2. De maatschap wordt voorts ontbonden indien ten aanzien van de enig aandeelhouder/bestuurder van een vennoot-rechtspersoon de omstandigheden als hiervoor in lid 1 sub c, d, en e bedoeld optreden.
3. De maatschap wordt ontbonden zodra bedoelde feiten of omstandigheden zich voordoen, behalve in geval van opzegging, in welk geval de maatschap wordt ontbonden op he tijdstip waartegen is opgezegd.
(…)
Voortzetting - Artikel 13
1. Bij ontbinding van de maatschap in onderling overleg worden tevens de gevolgen daarvan geregeld.
2. Bij ontbinding van de maatschap anders dan in onderling overleg heeft de andere vennoot (die niet heeft opgezegd) dan wel in wie niet de oorzaak van de ontbinding is gelegen, het recht de maatschap voort te zetten.
3. De vennoot, die van het hem krachtens het voorgaande lid toekomende recht gebruik willen maken - hierna ook te noemen: "de voortzettende vennoot" -, moet daarvan aan de voormalige medevennoot of diens vertegenwoordiger(s) (…) bij aangetekende brief binnen drie maanden na de ontbinding van de maatschap kennis geven.
4. (…)
5. Ten aanzien van het vermogen van de maatschap zal bij bedoelde voortzetting het volgende geschieden:
a. De aan de vennoten gemeenschappelijk toebehorende goederen van de maatschap zullen verblijven aan de voortzettende vennoot.
b. De voortzettende vennoot heeft het recht de niet gemeenschappelijke goederen van de maatschap over te nemen.
c. (…)
d. Voor zover uit dit artikel leveringsverplichtingen voor de vennoten voortvloeien, leveren de vennoten (…) bij deze thans de daarvoor in aanmerking komende goederen onder opschortende voorwaarde van het uittreden van de betreffende vennoot en voortzetting door de voortzettende vennoot (…). De vennoten verbinden zich om alle leveringshandelingen, die hierdoor nog niet zouden zijn verricht of voltooid, alsnog bij vervulling van genoemde opschortende voorwaarde onverwijld te verrichten caso quo te voltooien.
e. De registergoederen die door inbreng of verkrijging anderszins nog deel gaan
uitmaken van de gemeenschap, zullen onverwijld nadat deze daartoe gaan behoren, door de vennoten, onder opschortende voorwaarde van het uittreden van de betreffende vennoot en de tot voortzetting door de voortzettende vennoot (…) aan de voortzettende vennoot worden geleverd.

────

OPDRACHTEN –
A) Beantwoord de volgende vragen over het tekstfragment.
(i) Binnen welke termijn moet de voortzettende vennoot de voormalige medevennoot op de hoogte brengen?
(ii) Welk recht heeft de voortzettende vennoot ten aanzien van de niet gemeenschappelijke goederen van de maatschap?
(iii) Wat gebeurt er bij voortzetting met de goederen die de vennoten gemeenschappelijk toebehoren?
B) Geef bij elke bewering aan of die klopt met het tekstfragment en citeer de woorden die dat bepalen.
(i) Bij ontbinding in onderling overleg worden ook de gevolgen daarvan geregeld.
(ii) De voortzettende vennoot heeft zes maanden om de voormalige medevennoot te informeren.
(iii) De vennoot die heeft opgezegd, heeft het recht de maatschap voort te zetten.

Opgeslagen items

────

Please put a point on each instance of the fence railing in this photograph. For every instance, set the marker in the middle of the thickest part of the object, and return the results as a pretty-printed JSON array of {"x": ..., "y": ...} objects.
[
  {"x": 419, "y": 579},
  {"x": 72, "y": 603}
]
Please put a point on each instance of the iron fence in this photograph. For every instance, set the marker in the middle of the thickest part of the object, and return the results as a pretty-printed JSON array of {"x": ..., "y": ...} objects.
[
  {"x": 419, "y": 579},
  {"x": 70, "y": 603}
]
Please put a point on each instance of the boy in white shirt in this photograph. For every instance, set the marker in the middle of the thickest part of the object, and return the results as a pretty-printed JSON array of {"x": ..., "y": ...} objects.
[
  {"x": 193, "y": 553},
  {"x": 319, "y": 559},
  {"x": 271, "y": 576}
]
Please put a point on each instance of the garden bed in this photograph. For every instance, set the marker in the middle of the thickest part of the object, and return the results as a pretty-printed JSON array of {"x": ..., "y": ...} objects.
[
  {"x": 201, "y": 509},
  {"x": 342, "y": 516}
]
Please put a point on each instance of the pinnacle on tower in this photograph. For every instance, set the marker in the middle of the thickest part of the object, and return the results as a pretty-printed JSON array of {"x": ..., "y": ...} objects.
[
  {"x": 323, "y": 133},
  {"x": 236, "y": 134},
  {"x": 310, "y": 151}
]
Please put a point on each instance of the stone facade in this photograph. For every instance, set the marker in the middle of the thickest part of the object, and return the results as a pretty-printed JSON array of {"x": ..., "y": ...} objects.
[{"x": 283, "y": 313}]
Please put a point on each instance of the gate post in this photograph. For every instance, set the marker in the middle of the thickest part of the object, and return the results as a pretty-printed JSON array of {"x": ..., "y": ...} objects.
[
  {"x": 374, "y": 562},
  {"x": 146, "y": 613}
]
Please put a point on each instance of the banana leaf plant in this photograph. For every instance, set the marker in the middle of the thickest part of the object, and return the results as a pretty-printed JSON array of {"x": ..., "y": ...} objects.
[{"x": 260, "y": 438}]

────

VERWACHTE ANTWOORDEN –
A)
(i) Binnen drie maanden na de ontbinding van de maatschap.
(ii) Hij heeft het recht die goederen over te nemen.
(iii) Ze blijven bij de voortzettende vennoot.

B)
(i) Ja: "Bij ontbinding van de maatschap in onderling overleg worden tevens de gevolgen daarvan geregeld."
(ii) Nee: "binnen drie maanden na de ontbinding van de maatschap"
(iii) Nee: "heeft de andere vennoot (die niet heeft opgezegd)"